(Entries outlining labeled areas)
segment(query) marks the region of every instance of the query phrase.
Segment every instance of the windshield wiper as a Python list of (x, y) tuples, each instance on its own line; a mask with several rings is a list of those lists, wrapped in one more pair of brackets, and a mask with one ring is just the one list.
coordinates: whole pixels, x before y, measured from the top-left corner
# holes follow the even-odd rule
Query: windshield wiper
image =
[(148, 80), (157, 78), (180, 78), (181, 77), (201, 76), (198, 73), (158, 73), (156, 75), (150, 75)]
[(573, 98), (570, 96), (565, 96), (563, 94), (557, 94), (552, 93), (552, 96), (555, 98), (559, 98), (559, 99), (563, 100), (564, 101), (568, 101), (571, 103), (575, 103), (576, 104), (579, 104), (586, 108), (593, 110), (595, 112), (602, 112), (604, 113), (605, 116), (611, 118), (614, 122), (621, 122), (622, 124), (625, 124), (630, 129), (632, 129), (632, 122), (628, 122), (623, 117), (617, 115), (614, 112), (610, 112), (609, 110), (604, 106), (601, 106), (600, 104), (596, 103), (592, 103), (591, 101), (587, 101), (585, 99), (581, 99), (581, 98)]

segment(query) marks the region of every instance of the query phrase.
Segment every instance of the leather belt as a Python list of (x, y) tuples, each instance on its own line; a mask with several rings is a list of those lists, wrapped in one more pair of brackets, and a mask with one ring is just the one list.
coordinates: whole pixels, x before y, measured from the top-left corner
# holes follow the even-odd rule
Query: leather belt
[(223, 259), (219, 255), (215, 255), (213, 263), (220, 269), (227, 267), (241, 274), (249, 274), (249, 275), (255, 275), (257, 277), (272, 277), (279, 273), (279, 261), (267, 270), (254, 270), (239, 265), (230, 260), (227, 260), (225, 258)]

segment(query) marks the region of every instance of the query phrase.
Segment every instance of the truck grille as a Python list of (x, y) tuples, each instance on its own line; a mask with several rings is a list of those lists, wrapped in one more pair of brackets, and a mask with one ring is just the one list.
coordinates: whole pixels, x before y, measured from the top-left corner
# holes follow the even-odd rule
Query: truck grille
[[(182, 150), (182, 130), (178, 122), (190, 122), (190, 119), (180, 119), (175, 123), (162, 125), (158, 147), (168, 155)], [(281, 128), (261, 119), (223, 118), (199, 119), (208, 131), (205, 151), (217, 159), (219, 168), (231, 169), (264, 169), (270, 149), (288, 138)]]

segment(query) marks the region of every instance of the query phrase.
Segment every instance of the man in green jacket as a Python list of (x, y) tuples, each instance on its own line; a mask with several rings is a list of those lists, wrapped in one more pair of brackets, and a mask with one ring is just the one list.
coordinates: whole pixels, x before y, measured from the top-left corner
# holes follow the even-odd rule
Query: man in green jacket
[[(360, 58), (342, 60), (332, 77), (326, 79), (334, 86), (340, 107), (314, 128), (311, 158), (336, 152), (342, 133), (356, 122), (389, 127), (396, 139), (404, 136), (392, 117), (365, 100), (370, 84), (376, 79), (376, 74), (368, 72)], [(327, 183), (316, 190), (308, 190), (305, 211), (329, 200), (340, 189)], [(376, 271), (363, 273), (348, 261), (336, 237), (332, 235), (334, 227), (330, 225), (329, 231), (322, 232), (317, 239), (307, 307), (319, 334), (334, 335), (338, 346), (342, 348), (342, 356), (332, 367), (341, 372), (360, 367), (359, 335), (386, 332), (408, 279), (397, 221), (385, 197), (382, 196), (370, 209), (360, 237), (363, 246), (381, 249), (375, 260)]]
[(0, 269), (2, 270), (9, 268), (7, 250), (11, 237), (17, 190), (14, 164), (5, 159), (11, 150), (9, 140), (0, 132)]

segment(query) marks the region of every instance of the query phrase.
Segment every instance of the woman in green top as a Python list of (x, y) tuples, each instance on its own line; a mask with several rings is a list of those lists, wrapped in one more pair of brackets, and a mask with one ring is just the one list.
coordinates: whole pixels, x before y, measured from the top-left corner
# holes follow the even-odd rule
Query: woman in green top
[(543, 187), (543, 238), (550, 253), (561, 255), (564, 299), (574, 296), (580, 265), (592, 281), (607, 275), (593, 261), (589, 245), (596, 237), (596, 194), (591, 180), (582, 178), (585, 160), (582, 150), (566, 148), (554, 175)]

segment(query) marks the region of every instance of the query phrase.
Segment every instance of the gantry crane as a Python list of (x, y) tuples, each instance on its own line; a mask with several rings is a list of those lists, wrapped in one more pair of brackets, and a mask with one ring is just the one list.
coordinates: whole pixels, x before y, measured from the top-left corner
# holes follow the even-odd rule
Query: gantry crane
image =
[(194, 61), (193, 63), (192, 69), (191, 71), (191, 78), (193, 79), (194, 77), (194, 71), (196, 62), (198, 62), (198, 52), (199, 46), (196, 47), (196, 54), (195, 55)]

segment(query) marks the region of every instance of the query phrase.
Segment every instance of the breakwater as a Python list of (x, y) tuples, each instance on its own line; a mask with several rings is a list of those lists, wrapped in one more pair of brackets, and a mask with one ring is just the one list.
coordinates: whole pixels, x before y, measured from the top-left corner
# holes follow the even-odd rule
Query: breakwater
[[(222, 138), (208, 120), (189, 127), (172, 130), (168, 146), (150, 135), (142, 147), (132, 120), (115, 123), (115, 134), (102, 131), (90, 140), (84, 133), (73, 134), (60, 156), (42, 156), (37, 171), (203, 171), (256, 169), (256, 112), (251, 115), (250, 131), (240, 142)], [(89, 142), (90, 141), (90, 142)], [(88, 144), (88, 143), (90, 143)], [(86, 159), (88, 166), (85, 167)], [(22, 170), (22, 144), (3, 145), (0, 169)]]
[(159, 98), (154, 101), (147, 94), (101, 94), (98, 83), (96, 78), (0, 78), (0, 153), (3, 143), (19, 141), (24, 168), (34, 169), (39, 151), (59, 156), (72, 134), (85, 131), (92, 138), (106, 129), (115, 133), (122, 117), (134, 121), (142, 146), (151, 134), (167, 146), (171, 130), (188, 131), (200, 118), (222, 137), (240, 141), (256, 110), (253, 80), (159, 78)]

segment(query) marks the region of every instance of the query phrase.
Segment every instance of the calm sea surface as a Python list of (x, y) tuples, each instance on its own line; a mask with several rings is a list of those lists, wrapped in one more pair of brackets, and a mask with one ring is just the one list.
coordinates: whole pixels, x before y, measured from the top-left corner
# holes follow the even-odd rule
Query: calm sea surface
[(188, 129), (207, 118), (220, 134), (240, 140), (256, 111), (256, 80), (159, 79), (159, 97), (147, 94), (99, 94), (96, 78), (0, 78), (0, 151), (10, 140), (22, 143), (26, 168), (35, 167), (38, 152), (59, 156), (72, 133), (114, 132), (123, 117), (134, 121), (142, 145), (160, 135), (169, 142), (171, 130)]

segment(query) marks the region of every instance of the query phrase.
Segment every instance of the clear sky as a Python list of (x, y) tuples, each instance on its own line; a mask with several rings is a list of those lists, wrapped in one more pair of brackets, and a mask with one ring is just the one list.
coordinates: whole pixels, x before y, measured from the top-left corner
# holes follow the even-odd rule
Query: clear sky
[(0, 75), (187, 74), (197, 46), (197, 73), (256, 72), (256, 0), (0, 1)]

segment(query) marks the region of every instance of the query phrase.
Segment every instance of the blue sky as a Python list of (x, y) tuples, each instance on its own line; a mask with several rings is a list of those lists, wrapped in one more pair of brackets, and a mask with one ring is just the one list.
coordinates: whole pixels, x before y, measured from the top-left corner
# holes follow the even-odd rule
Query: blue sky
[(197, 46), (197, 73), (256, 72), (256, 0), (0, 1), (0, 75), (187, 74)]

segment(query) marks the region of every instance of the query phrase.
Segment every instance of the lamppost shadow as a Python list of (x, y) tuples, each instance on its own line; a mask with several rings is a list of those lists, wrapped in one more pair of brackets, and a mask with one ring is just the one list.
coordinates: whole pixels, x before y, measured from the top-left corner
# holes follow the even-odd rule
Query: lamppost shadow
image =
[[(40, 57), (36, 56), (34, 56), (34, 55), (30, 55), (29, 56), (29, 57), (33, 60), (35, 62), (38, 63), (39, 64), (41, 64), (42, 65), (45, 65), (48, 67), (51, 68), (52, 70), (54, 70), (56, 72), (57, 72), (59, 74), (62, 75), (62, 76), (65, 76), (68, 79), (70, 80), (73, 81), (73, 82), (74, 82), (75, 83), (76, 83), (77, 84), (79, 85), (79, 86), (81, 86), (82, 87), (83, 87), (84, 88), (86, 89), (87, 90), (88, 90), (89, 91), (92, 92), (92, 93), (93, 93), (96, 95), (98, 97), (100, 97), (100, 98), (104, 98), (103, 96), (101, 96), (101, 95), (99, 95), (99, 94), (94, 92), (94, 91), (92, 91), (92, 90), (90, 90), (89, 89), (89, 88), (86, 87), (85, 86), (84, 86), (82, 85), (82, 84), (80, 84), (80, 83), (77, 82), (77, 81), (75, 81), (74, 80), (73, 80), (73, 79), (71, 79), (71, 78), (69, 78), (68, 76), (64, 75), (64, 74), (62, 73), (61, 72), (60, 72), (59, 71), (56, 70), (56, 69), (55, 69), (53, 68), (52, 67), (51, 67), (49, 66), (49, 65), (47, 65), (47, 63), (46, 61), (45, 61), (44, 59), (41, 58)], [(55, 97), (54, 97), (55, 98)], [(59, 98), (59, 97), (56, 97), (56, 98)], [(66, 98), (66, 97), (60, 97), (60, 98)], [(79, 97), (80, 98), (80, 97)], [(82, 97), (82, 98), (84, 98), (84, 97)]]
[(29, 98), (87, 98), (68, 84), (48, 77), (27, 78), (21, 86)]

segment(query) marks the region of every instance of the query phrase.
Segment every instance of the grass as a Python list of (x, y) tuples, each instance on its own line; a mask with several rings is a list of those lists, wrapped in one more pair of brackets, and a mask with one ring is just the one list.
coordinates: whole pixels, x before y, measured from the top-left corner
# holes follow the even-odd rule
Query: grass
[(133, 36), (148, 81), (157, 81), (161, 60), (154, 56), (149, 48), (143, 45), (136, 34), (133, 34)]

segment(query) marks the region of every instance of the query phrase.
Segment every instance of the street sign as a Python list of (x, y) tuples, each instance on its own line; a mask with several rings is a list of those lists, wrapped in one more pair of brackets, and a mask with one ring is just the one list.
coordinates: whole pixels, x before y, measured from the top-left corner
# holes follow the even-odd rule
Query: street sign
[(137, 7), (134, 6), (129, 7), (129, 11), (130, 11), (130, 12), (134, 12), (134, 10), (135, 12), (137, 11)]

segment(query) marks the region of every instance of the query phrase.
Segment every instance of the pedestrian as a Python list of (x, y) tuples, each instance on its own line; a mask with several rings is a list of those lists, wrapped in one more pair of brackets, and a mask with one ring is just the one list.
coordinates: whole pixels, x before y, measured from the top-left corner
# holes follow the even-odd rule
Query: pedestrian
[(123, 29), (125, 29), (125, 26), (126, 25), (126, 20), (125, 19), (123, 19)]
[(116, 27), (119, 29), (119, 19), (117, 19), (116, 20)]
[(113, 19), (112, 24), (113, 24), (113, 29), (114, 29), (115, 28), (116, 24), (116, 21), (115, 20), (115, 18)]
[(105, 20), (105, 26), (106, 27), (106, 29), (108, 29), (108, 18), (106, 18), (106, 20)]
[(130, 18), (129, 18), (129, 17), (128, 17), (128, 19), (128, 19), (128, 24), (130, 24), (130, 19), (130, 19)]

* [Brief] Collect every line in the entries above that contains the string "windshield", treating uppercase and lowercase letters as different.

* [Task solution]
Segment every instance of the windshield wiper as a Python list of (x, y) tuples, each instance on its own line; a mask with several rings is a list of those lists, wrapped in one more pair of brackets, and a mask with one ring is just the one list.
Query: windshield wiper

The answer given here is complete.